Please copy the records below word for word, from their first line through the line containing "top-left (276, 70), bottom-right (367, 136)", inclusive.

* Input
______________________________
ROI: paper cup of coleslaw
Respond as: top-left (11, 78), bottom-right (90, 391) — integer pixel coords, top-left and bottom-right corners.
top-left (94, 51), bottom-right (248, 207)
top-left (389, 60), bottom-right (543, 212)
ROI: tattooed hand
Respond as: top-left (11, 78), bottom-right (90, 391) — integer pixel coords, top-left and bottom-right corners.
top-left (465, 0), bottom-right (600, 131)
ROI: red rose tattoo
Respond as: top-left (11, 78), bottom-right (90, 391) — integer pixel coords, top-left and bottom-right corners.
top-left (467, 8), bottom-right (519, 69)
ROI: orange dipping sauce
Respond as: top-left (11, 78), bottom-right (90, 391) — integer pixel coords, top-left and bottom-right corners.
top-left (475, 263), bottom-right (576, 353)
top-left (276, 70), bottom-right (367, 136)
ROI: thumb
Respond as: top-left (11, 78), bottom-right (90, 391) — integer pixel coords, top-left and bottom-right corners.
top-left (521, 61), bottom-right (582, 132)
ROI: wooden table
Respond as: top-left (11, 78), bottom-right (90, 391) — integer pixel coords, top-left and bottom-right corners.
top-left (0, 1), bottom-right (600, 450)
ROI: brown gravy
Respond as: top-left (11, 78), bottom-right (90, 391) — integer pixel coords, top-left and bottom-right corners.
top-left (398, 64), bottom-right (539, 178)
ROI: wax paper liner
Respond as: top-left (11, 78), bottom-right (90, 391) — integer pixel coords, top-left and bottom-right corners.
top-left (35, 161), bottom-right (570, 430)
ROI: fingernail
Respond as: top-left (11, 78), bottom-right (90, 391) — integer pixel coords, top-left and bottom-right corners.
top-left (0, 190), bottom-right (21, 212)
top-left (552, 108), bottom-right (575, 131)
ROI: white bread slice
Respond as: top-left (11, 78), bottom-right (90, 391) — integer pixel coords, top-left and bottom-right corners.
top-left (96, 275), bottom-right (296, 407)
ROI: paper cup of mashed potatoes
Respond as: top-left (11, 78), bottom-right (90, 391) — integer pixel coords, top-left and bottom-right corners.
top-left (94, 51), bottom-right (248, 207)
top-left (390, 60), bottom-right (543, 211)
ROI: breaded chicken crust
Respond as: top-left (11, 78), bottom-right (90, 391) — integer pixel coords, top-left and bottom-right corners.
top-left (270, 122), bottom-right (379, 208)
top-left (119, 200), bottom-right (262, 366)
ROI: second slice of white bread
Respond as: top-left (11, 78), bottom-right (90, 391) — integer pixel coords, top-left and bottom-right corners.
______________________________
* Answer below
ROI: paper cup of coleslaw
Respond as: top-left (11, 78), bottom-right (90, 391) — integer pixel coords, top-left and bottom-right corners.
top-left (94, 51), bottom-right (248, 207)
top-left (389, 60), bottom-right (543, 212)
ROI: tattooed hand
Respond as: top-left (11, 78), bottom-right (90, 391) — integer pixel coords, top-left and bottom-right corners.
top-left (465, 0), bottom-right (600, 131)
ROI: red rose tattoo
Respond as: top-left (11, 78), bottom-right (90, 391) — integer pixel coords, top-left and bottom-right corners.
top-left (467, 8), bottom-right (519, 69)
ROI: orange dipping sauce
Respond as: top-left (11, 78), bottom-right (90, 391) — integer pixel coords, top-left and bottom-right corners.
top-left (475, 263), bottom-right (576, 353)
top-left (276, 70), bottom-right (367, 136)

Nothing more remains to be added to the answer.